— Begin —

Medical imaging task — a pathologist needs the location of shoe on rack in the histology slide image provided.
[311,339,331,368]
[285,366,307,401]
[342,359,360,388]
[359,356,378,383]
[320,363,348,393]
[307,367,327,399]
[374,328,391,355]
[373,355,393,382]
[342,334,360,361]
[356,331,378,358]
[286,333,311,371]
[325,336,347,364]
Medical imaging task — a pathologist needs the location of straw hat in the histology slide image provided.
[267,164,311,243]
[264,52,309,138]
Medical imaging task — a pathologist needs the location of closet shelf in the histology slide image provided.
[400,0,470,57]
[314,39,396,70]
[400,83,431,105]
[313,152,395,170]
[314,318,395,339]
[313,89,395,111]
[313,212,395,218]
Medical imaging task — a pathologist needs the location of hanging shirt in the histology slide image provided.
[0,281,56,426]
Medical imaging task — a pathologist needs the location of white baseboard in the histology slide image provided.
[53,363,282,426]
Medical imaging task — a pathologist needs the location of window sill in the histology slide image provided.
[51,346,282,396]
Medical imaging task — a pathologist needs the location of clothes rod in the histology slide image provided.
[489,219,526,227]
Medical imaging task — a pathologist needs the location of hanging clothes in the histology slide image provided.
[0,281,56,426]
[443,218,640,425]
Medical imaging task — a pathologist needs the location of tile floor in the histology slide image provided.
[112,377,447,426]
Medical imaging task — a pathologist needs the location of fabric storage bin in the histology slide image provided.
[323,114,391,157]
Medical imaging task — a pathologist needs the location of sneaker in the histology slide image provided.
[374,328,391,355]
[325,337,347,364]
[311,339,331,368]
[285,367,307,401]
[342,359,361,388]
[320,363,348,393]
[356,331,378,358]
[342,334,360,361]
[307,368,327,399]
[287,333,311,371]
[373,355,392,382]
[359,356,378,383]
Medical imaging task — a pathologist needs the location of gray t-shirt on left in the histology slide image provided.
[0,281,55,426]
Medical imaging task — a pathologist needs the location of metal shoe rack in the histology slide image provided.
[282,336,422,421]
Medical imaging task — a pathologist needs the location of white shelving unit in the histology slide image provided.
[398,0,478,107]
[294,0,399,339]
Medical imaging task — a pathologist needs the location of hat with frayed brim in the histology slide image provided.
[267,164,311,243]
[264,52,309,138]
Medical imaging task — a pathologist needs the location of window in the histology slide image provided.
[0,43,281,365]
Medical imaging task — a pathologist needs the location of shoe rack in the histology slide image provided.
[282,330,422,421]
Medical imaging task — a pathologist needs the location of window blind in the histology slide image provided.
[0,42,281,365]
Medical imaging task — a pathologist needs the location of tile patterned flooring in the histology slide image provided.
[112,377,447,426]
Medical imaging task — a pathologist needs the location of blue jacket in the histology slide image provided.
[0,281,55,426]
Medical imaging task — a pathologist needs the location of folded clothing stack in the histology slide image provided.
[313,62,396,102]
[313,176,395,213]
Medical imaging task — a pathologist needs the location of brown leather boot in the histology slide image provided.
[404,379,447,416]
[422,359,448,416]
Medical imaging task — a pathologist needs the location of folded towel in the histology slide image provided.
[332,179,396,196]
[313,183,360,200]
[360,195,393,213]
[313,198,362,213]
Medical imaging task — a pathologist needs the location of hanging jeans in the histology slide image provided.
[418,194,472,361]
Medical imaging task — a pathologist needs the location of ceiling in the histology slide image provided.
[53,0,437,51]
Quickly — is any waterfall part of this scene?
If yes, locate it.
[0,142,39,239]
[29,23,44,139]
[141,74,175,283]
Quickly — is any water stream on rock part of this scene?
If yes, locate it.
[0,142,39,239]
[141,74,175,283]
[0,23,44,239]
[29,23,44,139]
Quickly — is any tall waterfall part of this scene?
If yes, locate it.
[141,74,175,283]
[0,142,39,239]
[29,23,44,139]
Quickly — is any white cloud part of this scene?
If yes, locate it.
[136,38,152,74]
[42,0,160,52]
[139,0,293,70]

— End —

:: YOUR TASK ::
Please change every "histology slide image" in the lines above to "closet photo" and leave everything else in them as it is.

:: FINISHED EXERCISE ::
Medical imaging task — a pathologist needs the location of shoe on rack in the closet photo provided.
[311,339,331,368]
[285,366,307,401]
[342,359,360,388]
[359,356,378,383]
[320,363,348,393]
[307,367,327,399]
[374,328,391,355]
[373,355,393,382]
[342,334,360,361]
[356,331,378,358]
[286,333,311,371]
[325,336,347,364]
Medical imaging task — a pathologist needs the location of straw hat in the closet photo provided.
[267,164,311,243]
[264,52,309,138]
Medical imaging task — a pathologist needs the location of closet shelf in the closet photo provided.
[400,0,470,57]
[314,39,396,70]
[400,83,431,105]
[313,152,395,170]
[314,318,395,339]
[313,89,395,111]
[313,212,395,218]
Medical imaging task — a pathologist needs the location of hanging shirt in the closet photo provided.
[0,281,56,426]
Medical imaging task — a pathologist needs the location of white baseboard in the closet photo provided.
[53,363,282,426]
Medical imaging task — a pathologist needs the location of window sill in the closet photo provided.
[51,346,282,396]
Medical imaging task — a pathologist needs the location of clothes rod in the closet photo provided.
[489,219,526,227]
Medical imaging task — a pathologist needs the location of hanging clothes in the closet photo provided.
[0,281,56,426]
[443,218,640,425]
Medical imaging task — a pathologist needs the location of tile floor in the closet photo provided.
[112,377,447,426]
Medical imaging task — a pathologist needs the location of fabric storage bin in the closet photo provided.
[323,114,391,157]
Medical imaging task — a pathologist needs the location of sneaker in the closet photo provided.
[374,328,391,355]
[325,337,347,364]
[311,339,331,368]
[285,367,307,401]
[342,359,361,388]
[320,363,348,393]
[356,331,378,358]
[342,334,360,361]
[307,368,327,399]
[287,333,311,371]
[373,355,392,382]
[359,356,378,383]
Medical imaging task — a pathologist needs the location of gray t-shirt on left in the closet photo provided.
[0,281,55,426]
Medical imaging task — a pathologist needs the location of metal shoe rack in the closet photo provided.
[282,336,422,421]
Medical imaging task — a pathologist needs the location of white shelving unit in the closet photo provided.
[398,0,478,107]
[294,0,399,339]
Medical imaging task — a pathologist needs the location of hat with frayed brim in the closet photo provided.
[267,164,311,243]
[264,52,309,138]
Medical imaging task — a pathologist needs the location of window in the closet photo provided.
[0,43,281,365]
Medical imaging task — a pathologist needs the location of shoe rack in the closet photo provided.
[282,330,422,421]
Medical imaging task — a pathologist needs the location of window blind in the closet photo provided.
[0,42,281,365]
Medical imaging task — a pathologist needs the location of tile patterned flooring in the closet photo provided.
[112,377,447,426]
Medical imaging task — a pathologist needs the location of blue jacket in the closet photo provided.
[0,281,55,426]
Medical imaging task — a pathologist needs the location of folded clothing stack in the closet photo provided.
[313,62,396,102]
[313,176,395,213]
Medical imaging task — a pathologist needs the location of brown leather boot in the closet photo provided.
[404,379,447,416]
[422,359,448,416]
Medical imaging task — a pathologist needs the location of folded towel in the closet photo provided.
[332,179,396,196]
[313,183,360,200]
[360,195,393,213]
[313,198,362,213]
Medical imaging task — a pathologist needs the location of hanging jeans in the closet photo provided.
[418,194,472,361]
Medical imaging task — a pathologist needs the location of ceiling in the closet photo provided.
[53,0,437,51]
Quickly — is any waterfall part of this scene?
If yes, locate it.
[0,142,39,239]
[29,23,44,139]
[141,74,175,283]
Quickly — is any water stream on rock part of this scene?
If yes, locate it.
[0,142,39,239]
[141,74,175,283]
[0,23,44,239]
[29,23,44,139]
Quickly — is any tall waterfall part of this scene?
If yes, locate it.
[141,74,175,283]
[0,142,39,239]
[29,23,44,139]
Quickly — is any white cloud part of this scene?
If yes, locate it.
[136,38,152,74]
[42,0,160,52]
[139,0,293,70]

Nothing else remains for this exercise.